----- Records for this exercise -----

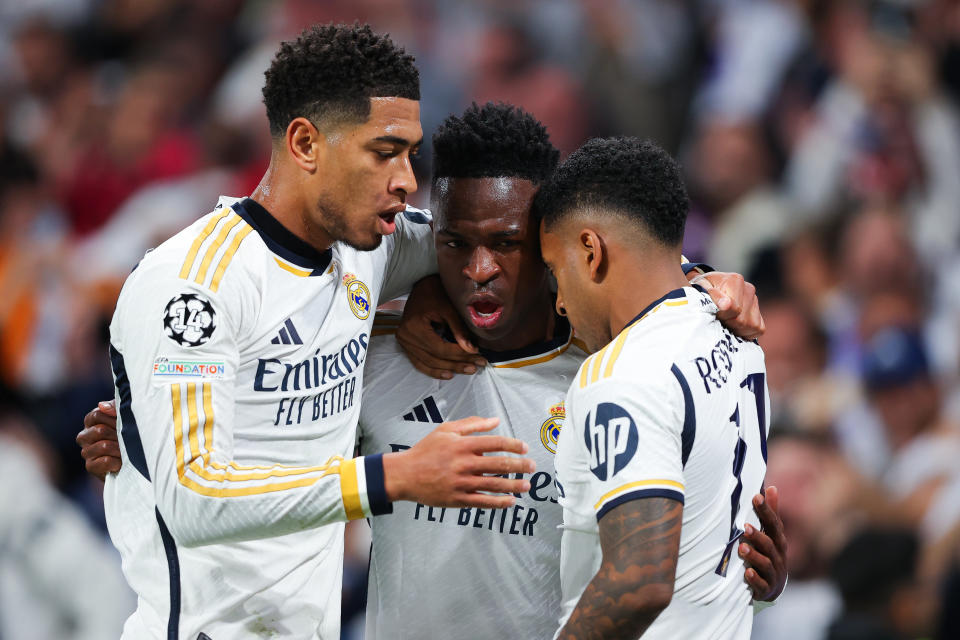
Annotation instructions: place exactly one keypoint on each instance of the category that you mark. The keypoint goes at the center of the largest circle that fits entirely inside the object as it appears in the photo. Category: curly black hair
(330, 72)
(629, 176)
(495, 140)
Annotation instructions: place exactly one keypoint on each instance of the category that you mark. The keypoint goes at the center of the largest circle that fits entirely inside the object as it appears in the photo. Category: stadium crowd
(821, 141)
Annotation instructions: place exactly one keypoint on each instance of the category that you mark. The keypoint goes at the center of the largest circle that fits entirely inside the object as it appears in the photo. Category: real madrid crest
(358, 296)
(550, 430)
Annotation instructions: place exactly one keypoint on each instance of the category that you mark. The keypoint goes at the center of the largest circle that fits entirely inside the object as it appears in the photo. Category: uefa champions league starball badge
(189, 320)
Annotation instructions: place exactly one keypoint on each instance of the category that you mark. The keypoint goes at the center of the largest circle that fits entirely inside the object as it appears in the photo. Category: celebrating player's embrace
(245, 353)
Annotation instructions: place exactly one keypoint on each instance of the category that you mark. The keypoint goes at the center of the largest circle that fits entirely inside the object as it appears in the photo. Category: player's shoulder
(646, 350)
(201, 254)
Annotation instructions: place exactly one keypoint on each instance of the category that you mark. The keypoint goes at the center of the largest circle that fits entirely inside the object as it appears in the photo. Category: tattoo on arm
(640, 540)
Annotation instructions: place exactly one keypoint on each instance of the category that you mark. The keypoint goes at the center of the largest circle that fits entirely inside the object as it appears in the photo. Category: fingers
(100, 467)
(728, 294)
(760, 572)
(96, 433)
(101, 448)
(100, 416)
(502, 464)
(770, 518)
(469, 425)
(759, 587)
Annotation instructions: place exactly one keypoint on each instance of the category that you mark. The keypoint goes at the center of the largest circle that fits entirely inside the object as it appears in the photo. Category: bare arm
(640, 540)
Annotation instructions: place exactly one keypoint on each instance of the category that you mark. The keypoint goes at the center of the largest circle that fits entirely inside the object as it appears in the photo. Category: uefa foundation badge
(358, 296)
(550, 430)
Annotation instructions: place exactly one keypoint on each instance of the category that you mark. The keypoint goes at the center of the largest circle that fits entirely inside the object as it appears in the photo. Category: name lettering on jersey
(358, 296)
(611, 437)
(518, 520)
(335, 373)
(189, 320)
(550, 429)
(715, 366)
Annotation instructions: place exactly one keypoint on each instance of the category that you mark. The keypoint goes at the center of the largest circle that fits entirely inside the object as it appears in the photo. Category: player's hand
(427, 307)
(765, 552)
(448, 467)
(98, 440)
(737, 303)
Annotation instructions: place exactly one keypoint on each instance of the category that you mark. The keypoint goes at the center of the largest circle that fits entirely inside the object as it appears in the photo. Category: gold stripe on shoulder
(615, 353)
(596, 364)
(584, 369)
(580, 344)
(214, 247)
(228, 256)
(195, 247)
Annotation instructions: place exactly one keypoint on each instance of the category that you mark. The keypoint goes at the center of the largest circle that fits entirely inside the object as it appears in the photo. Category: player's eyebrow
(403, 142)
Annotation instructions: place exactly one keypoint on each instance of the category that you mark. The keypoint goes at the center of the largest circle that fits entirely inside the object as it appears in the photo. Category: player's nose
(403, 181)
(482, 266)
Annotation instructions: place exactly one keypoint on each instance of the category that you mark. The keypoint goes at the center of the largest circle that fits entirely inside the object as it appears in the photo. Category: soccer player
(238, 349)
(667, 422)
(492, 572)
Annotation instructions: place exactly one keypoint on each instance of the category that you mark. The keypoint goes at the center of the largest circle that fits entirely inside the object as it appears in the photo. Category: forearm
(640, 540)
(612, 608)
(207, 505)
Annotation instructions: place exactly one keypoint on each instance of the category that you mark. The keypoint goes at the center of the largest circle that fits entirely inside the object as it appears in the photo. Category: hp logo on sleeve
(611, 437)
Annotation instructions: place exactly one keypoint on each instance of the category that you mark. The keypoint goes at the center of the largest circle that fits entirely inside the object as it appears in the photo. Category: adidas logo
(426, 411)
(288, 334)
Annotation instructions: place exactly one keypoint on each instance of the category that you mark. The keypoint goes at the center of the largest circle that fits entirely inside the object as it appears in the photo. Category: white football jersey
(238, 352)
(468, 573)
(676, 407)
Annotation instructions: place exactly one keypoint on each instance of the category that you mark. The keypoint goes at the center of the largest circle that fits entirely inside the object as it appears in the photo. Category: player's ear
(592, 247)
(303, 141)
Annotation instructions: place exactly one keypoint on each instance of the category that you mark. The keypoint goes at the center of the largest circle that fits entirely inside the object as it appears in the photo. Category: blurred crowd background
(821, 142)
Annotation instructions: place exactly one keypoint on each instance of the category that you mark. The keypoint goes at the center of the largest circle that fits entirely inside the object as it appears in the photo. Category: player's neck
(284, 203)
(638, 283)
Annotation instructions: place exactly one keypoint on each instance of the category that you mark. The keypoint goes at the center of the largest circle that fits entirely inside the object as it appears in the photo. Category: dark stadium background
(821, 143)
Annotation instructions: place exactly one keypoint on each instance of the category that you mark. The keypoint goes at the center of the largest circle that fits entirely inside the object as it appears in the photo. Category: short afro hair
(330, 72)
(493, 141)
(629, 176)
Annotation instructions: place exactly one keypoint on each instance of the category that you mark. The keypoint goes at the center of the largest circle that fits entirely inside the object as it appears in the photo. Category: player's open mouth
(387, 223)
(484, 314)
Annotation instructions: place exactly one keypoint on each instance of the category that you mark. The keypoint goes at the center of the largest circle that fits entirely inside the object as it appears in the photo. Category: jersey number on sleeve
(754, 384)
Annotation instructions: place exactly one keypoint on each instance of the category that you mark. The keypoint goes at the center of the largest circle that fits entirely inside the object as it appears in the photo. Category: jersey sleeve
(175, 356)
(414, 255)
(633, 435)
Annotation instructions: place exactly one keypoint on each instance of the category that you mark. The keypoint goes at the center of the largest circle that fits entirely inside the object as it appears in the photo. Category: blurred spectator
(882, 130)
(508, 69)
(140, 143)
(882, 596)
(730, 170)
(808, 475)
(59, 580)
(803, 392)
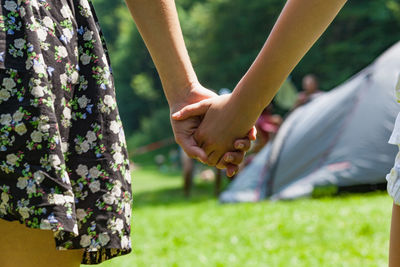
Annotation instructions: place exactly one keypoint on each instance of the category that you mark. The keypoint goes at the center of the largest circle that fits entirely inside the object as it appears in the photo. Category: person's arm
(158, 24)
(298, 27)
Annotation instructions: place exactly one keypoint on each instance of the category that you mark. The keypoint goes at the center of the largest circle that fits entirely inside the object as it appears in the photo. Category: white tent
(339, 139)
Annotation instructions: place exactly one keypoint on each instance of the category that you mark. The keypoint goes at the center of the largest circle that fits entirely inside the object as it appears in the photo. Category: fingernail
(240, 146)
(228, 158)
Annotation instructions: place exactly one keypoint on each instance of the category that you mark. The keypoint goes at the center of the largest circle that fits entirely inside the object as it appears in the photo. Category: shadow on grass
(174, 196)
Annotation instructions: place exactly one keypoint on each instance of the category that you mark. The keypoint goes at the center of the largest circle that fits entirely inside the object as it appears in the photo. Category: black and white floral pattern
(63, 156)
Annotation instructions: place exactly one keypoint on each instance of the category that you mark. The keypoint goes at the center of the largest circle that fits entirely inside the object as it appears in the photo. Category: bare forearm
(158, 23)
(298, 27)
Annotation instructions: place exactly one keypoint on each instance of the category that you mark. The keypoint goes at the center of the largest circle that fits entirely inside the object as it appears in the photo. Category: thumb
(196, 109)
(196, 153)
(252, 135)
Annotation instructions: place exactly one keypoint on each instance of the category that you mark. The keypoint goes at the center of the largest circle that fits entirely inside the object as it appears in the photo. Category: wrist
(250, 108)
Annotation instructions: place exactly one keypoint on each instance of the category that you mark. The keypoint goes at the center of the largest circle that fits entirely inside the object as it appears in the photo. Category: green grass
(168, 230)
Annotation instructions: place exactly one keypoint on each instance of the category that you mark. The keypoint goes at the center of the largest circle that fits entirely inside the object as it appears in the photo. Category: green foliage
(169, 230)
(223, 39)
(152, 129)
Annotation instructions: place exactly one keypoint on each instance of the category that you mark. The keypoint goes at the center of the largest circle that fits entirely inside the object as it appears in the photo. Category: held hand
(184, 131)
(222, 124)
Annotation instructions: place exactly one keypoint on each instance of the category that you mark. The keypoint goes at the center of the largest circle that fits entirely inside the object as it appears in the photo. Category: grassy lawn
(169, 230)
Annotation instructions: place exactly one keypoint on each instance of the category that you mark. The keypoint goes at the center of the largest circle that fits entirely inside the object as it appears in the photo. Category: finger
(197, 109)
(234, 158)
(231, 170)
(213, 158)
(242, 144)
(252, 134)
(195, 152)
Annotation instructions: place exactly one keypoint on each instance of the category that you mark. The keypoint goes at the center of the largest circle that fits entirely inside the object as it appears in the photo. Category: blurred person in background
(65, 185)
(298, 27)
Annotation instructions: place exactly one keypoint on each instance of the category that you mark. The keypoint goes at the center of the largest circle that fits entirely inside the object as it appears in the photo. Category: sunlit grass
(169, 230)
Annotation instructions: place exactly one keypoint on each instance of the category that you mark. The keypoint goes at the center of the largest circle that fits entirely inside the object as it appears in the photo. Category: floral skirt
(63, 158)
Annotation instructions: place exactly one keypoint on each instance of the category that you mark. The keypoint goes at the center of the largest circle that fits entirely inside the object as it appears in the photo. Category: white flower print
(125, 243)
(88, 35)
(83, 101)
(67, 113)
(94, 172)
(5, 119)
(22, 11)
(115, 127)
(68, 34)
(38, 91)
(91, 136)
(64, 147)
(39, 67)
(34, 4)
(109, 199)
(31, 188)
(20, 128)
(62, 52)
(85, 241)
(119, 224)
(36, 136)
(5, 197)
(11, 159)
(84, 4)
(66, 11)
(19, 43)
(116, 147)
(118, 157)
(104, 238)
(10, 6)
(116, 191)
(24, 212)
(22, 182)
(56, 199)
(62, 106)
(109, 100)
(42, 34)
(18, 115)
(9, 83)
(94, 186)
(4, 95)
(48, 22)
(85, 59)
(82, 170)
(43, 126)
(64, 79)
(85, 146)
(45, 224)
(55, 160)
(74, 77)
(80, 214)
(38, 176)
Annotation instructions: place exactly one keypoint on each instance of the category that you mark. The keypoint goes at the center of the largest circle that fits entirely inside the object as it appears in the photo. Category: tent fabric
(340, 138)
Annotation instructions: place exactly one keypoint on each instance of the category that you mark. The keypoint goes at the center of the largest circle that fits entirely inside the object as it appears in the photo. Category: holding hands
(201, 130)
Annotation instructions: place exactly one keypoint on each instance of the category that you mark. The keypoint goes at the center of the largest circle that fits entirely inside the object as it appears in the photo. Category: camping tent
(339, 139)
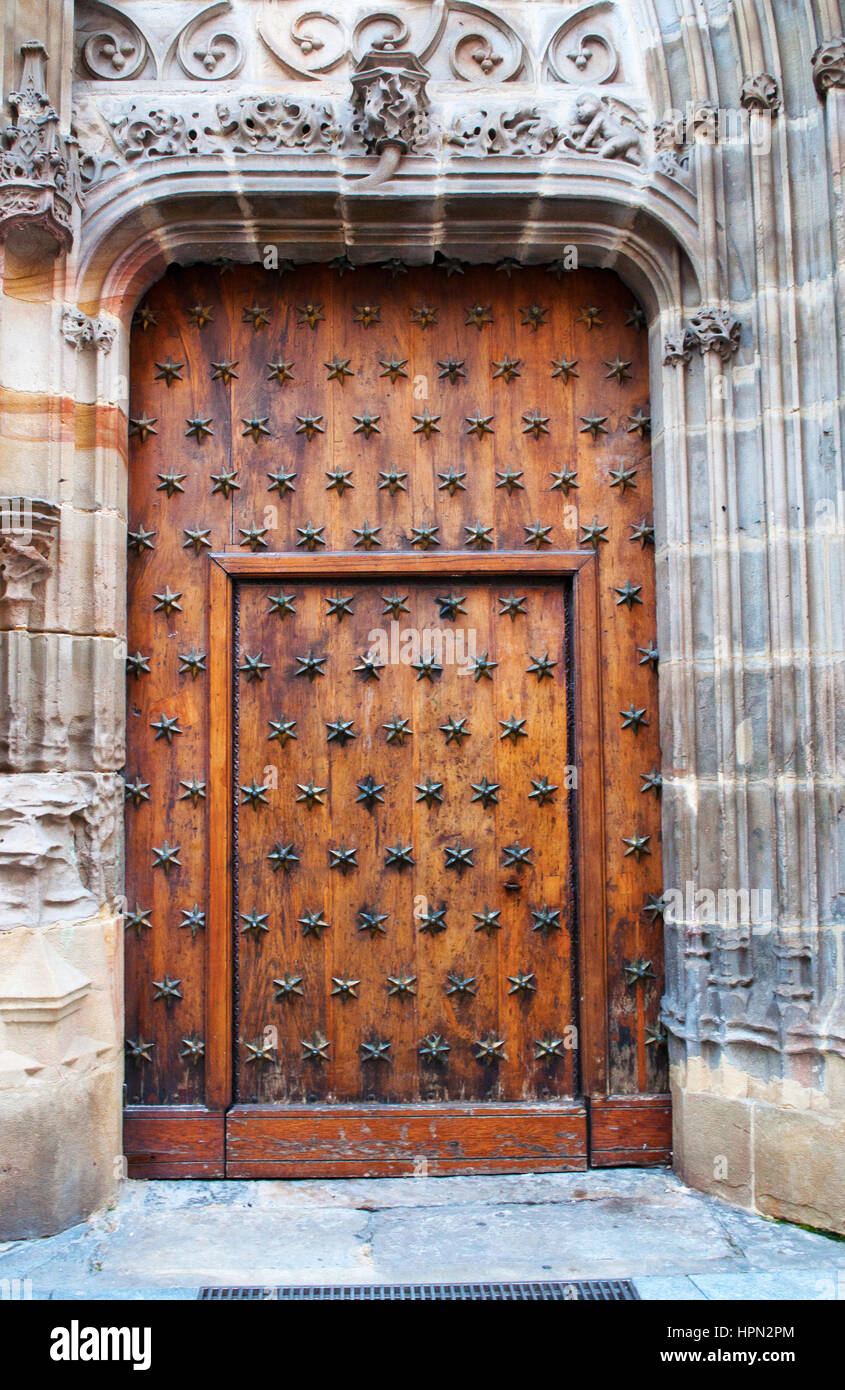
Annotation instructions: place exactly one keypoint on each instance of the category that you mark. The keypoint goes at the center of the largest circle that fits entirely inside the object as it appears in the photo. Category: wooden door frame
(581, 567)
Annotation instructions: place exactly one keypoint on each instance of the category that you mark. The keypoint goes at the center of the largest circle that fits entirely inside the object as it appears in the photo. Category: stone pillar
(61, 658)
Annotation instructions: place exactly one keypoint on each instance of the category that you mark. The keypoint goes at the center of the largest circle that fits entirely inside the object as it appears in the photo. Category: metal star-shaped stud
(316, 1050)
(368, 667)
(138, 920)
(534, 317)
(370, 792)
(398, 730)
(488, 920)
(455, 730)
(310, 314)
(594, 534)
(478, 316)
(224, 371)
(167, 602)
(343, 987)
(371, 920)
(192, 663)
(510, 480)
(402, 984)
(545, 919)
(282, 856)
(310, 794)
(367, 314)
(313, 923)
(594, 426)
(487, 792)
(395, 603)
(375, 1051)
(280, 371)
(537, 535)
(652, 781)
(430, 791)
(424, 535)
(484, 666)
(253, 794)
(641, 424)
(166, 727)
(460, 984)
(480, 424)
(200, 314)
(619, 369)
(138, 665)
(425, 424)
(434, 1050)
(342, 858)
(341, 606)
(142, 427)
(491, 1050)
(366, 424)
(638, 970)
(195, 791)
(198, 538)
(638, 845)
(367, 535)
(341, 731)
(516, 855)
(512, 606)
(564, 370)
(310, 535)
(167, 990)
(141, 541)
(193, 919)
(432, 922)
(541, 666)
(591, 317)
(544, 790)
(628, 595)
(427, 669)
(392, 480)
(225, 481)
(281, 730)
(338, 481)
(452, 369)
(394, 367)
(199, 428)
(649, 656)
(339, 370)
(644, 533)
(399, 856)
(478, 535)
(256, 923)
(623, 478)
(310, 426)
(634, 719)
(459, 856)
(513, 729)
(289, 987)
(253, 535)
(255, 666)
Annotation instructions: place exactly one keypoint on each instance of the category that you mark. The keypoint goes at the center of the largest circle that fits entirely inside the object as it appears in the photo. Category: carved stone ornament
(81, 331)
(829, 66)
(27, 531)
(39, 177)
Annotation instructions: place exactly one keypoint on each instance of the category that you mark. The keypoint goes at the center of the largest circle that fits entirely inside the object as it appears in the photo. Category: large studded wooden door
(392, 837)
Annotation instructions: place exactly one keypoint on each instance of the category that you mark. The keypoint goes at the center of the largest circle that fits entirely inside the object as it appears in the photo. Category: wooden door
(392, 830)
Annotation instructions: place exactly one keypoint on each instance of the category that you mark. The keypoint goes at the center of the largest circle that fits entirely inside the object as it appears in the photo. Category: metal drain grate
(570, 1290)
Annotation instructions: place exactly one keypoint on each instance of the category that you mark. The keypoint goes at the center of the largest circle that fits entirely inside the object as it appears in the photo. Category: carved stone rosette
(39, 181)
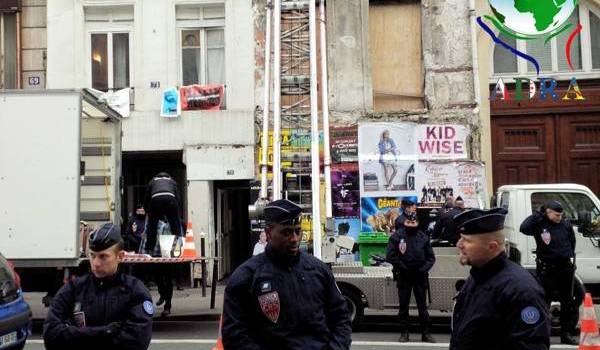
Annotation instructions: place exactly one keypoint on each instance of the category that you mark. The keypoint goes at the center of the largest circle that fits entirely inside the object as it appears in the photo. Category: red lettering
(449, 132)
(430, 132)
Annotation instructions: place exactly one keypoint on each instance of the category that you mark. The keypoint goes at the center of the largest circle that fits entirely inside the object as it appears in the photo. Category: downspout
(18, 53)
(277, 101)
(267, 83)
(314, 132)
(325, 111)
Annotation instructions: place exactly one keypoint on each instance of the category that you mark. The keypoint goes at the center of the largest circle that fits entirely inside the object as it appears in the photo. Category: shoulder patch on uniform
(530, 315)
(148, 307)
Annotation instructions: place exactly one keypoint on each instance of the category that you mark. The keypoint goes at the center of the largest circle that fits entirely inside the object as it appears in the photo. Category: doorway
(233, 238)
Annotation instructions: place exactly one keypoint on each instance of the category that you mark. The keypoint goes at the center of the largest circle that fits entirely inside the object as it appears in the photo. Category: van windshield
(573, 203)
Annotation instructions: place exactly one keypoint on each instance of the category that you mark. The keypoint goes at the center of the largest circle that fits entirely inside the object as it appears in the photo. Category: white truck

-----

#### Task directions:
In the listing above, find the line containing "Category: van windshield", then reproduce it and each line after it through the end, exactly and with nothing added.

#### Result of this task:
Annotation instructions: place exactly one keypoint on each instance of the category that you mark. The keypoint goes at the center of the largest circle that fits entirely inside the object as it appears in the photo. Category: van windshield
(573, 203)
Annotation instructions: place exactly one keypoint on each instance of the category that you mark. The keypoint goes at the center of the largest circle that fits entirely inside the object as it appears in the photo. Category: white truck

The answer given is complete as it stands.